§ Material supplied
* * * * * * *
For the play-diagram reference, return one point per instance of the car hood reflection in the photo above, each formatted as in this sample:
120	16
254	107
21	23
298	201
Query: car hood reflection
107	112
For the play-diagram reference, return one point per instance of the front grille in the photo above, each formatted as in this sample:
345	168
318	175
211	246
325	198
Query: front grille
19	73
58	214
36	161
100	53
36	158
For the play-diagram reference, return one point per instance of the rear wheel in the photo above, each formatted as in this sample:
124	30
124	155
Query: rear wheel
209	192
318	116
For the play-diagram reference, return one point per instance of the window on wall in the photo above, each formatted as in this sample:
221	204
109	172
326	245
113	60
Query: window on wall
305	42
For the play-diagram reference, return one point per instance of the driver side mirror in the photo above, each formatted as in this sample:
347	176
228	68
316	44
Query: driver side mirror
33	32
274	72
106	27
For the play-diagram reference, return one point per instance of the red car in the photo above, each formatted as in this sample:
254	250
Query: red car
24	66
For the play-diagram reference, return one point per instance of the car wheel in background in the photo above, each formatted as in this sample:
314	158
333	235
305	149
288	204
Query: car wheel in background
* * * * * * *
§ Brief
Starting at the line with "of the driver", copy each line through the end of the data, both ends included, and give nothing else.

§ Solution for this exercise
For the play-diagram reference, return one point per instance of the driver side mirror in the photo above, each formatted as in this sample:
347	176
228	68
316	44
Query: driver side mirror
33	32
274	72
106	27
For the play-diagram reference, return one point per instance of the red car in the photo above, each formatted as in this sample:
254	250
Query: red car
24	66
For the play-diagram reference, return one point per instance of the car wheel in background in the photo above, each formatted as in this sample:
314	158
333	235
305	149
288	204
Query: car wheel in background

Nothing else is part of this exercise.